===== Texte proposé =====
Les agriculteurs européens sont en ébullition et leur colère grandit : elle s’est manifestée ces dernières semaines par des blocages de routes et des défilés de tracteurs. En France, en Allemagne, en Lituanie, en Pologne et en Roumanie, tout comme peu avant aux Pays-Bas, les agriculteurs sont descendus dans la rue pour protester.
Bien que les manifestations des agriculteurs visent des problèmes nationaux, ils sont unis par leur inquiétude face aux défis croissants auxquels l’agriculture est confrontée, dont les conditions climatiques extrêmes, la grippe aviaire et l’augmentation des coûts du carburant. Une autre source de mécontentement est une réglementation que les agriculteurs considèrent comme excessive, y compris au niveau européen. À cela s’ajoute l’afflux de produits agricoles ukrainiens dans l’UE depuis la suppression des droits de douane en 2022. La Commission européenne doit bientôt annoncer ses intentions quant à la prolongation de cette exemption des droits de douane, qui expire en juin.
L’agriculture est un thème majeur à l’approche des élections du Parlement européen, en juin, et au moment où les sondages indiquent un succès croissant de l’extrême droite et des nationalistes, qui s’engagent avec véhémence pour les questions agricoles. Les agriculteurs constituent un « électorat très important », a déclaré le député européen et vice-président du groupe socialiste au Parlement Pedro Marques.
===== Extrait de données =====
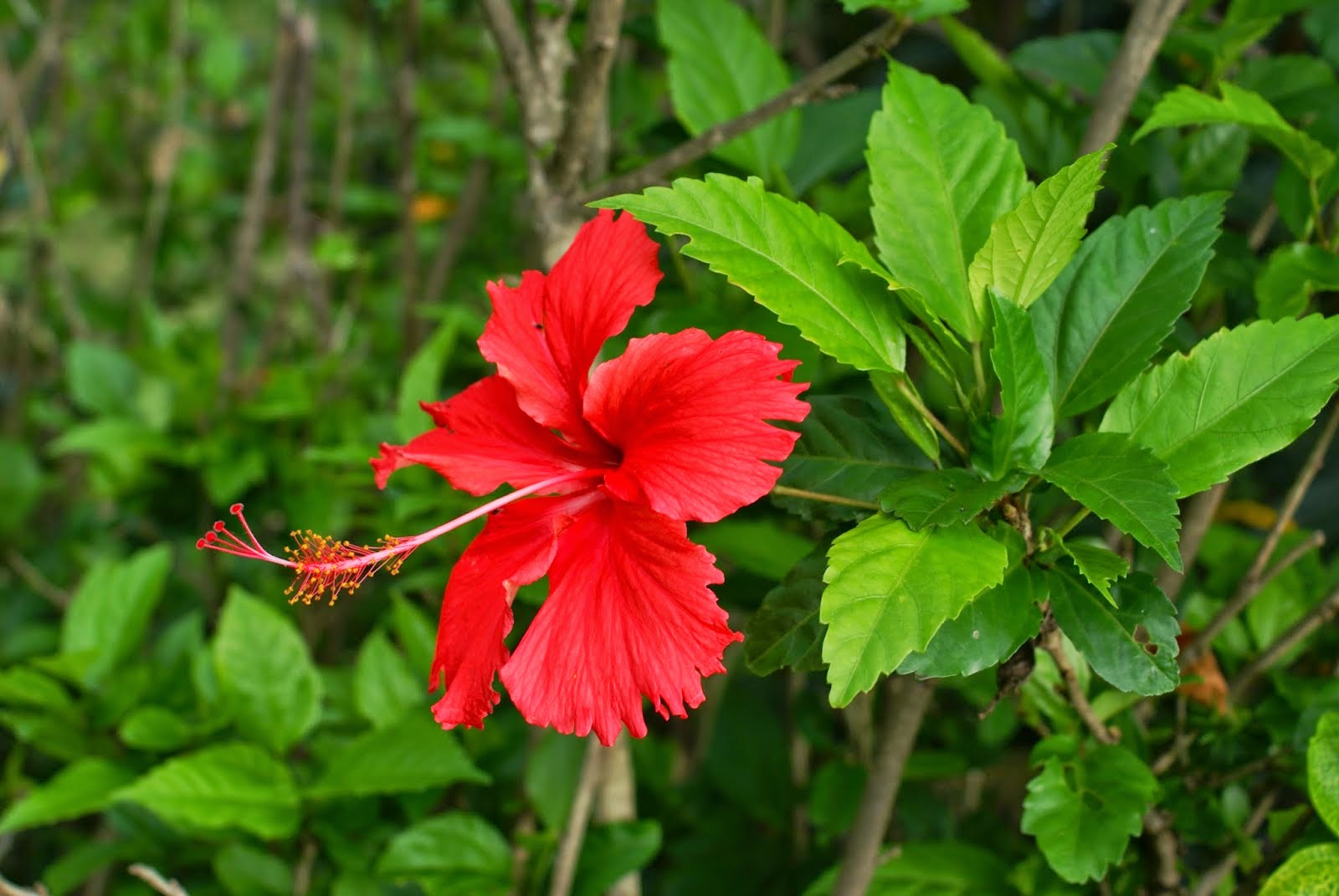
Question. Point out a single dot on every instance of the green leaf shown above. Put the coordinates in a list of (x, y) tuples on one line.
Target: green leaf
=====
===== Extrait de données =====
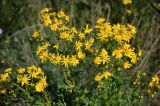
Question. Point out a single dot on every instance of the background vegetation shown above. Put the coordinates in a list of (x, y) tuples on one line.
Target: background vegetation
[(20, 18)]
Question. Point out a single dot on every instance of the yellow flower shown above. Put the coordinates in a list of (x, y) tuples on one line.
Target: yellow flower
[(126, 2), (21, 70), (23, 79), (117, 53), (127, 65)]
=====
===== Extrait de données =====
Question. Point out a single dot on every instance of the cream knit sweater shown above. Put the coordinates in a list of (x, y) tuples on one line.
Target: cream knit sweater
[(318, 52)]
=====
## Travail demandé
a) Répondez brièvement à ces questions sur le texte consacré à la colère des agriculteurs européens :
(i) En quelle année les droits de douane sur les produits agricoles ukrainiens ont-ils été supprimés ?
(ii) Quand expire l'exemption de ces droits de douane ?
(iii) Quelles fonctions occupe Pedro Marques ?
b) Reproduisez à l'identique le passage du texte consacré à la colère des agriculteurs européens qui s'ouvre sur les mots contenant "Bien que les" et se clôt sur "expire en juin.".

## Réponses par tâche
a)
(i) En 2022.
(ii) En juin.
(iii) Il est député européen et vice-président du groupe socialiste au Parlement.

b)
Bien que les manifestations des agriculteurs visent des problèmes nationaux, ils sont unis par leur inquiétude face aux défis croissants auxquels l’agriculture est confrontée, dont les conditions climatiques extrêmes, la grippe aviaire et l’augmentation des coûts du carburant. Une autre source de mécontentement est une réglementation que les agriculteurs considèrent comme excessive, y compris au niveau européen. À cela s’ajoute l’afflux de produits agricoles ukrainiens dans l’UE depuis la suppression des droits de douane en 2022. La Commission européenne doit bientôt annoncer ses intentions quant à la prolongation de cette exemption des droits de douane, qui expire en juin.